One of my favorite non-teacher past times is playing bar trivia. Yes, BAR trivia. Let’s be real, teachers. Every now and then [aka every Tuesday] it is an awesome feeling to know you can head to a local favorite to play a super fun midweek game of trivia with your “smartest” friends while sipping on your favorite craft spirits and devouring gourmet burgers with sweet potato fries. We are humans and we need hobbies. I love how competitive trivia teams are. Every team has an expert in a content area, comes up with clever names, and constantly scans the room to make sure rival teams are not using smart phones to Google answers during the round. It is even more funny to play with that friend that claims to be the guru of random knowledge like sports history, but fails to live up to their claims of “master” content specialist. Elementary school teachers have the edge in this game and are the best teammates:
- We are awesome.
- We have 18 credits hours across content areas.
I love bragging about the time I answered the 20 pt science question about anemometers… Yes, little ole Ms. G out smarted her team of computer engineers, civil engineers, chemistry majors, and more. Teaching a weather unit with 6th grade came in handy that night. U.S. history also is my second subject of expertise thanks to my 7th grade social studies teacher, Mr. P, and my A.P. history teacher, Ms. Myers. Yay, thanks for prepping me for bar trivia…
The outrageous Midwestern winter has kept me in on Tuesday nights, however my love of trivia has made an appearance in my classroom throughout the year during review sessions. Looking to increase student participation and engagement during review sessions? Trivia is game for you. I modeled my format off of the trivia game from Simone’s…I’m not sure what the trivia company is, but I appreciate their inspiration.
Trivia consists of 3 rounds and 1 bonus round. The first round consists of 5 questions in which teams have 30 seconds to record their answer on their team scorecard and on a post it note. The post-it is submitted to the teacher before the thirty seconds are up. The answer is written on the scorecard so that both the teacher and the student can total up points throughout the game.
*Bar Trivia allows teams to wager 1-5 points for each question. Only one of each point value can be used per question per round. For example, a team can wager 5 points on the Astronomy question. No other question can be worth 5 points during that round. You can add this wager portion in as students have played trivia. I leave it out until we have played at least 3 or 4 times.
Round two consists of a Photo ID round in which students label diagrams, images, etc. in 2 minutes or less. This week, we reviewed organelles in plant and animal cells in efforts to review for our state science test. You can cater round two to whatever you studied. For example, students can fill in diagrams of various science cycles, annotate a text during a literacy review, solve math problems for a math review, etc. The sky is the limit. Adjust the time as needed. This round is exciting because students can earn double points for every correct image and it requires effective communication and teamwork.
Round three requires the teacher to pre-print facts, definitions, etc. for students to identify in a time session. Students earn double points during this round as well. Lastly, the bonus round requires students to wager one to 5 points prior to answering the bonus question.My students were highly engaged throughout this review session. We have been practicing accountable talk since January and it was apparent students were using stems to disagree with their peers. Each team of three had a role whether it be to record answers on the scorecard, submit the answer post-it to the teacher, or record answers on the post-it! My kiddos were hooked!

**SUPPLIED RECORDS**:
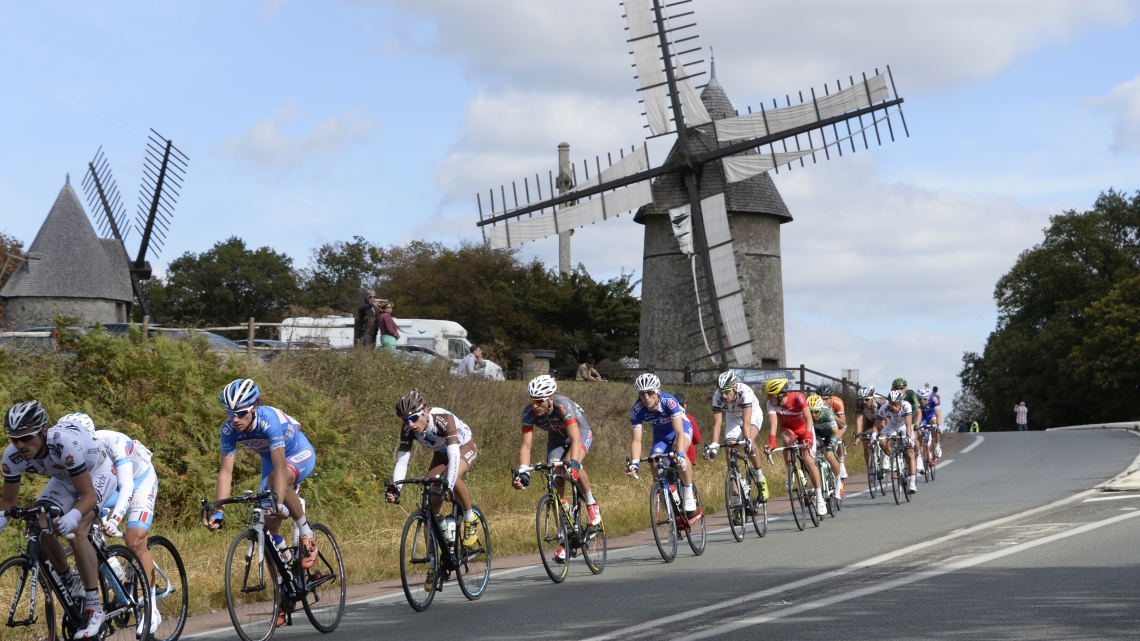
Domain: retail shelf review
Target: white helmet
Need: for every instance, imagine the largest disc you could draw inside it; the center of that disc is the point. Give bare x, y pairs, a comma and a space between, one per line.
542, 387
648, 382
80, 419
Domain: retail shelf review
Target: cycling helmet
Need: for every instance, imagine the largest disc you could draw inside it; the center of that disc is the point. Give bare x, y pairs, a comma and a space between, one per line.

**PROBLEM REQUIREMENTS**: Rewrite everything in the classroom trivia post from "Round two consists" down to "communication and teamwork.", putting "Picture Label round" in place of "Photo ID round".

**EXERCISE OUTPUT**:
Round two consists of a Picture Label round in which students label diagrams, images, etc. in 2 minutes or less. This week, we reviewed organelles in plant and animal cells in efforts to review for our state science test. You can cater round two to whatever you studied. For example, students can fill in diagrams of various science cycles, annotate a text during a literacy review, solve math problems for a math review, etc. The sky is the limit. Adjust the time as needed. This round is exciting because students can earn double points for every correct image and it requires effective communication and teamwork.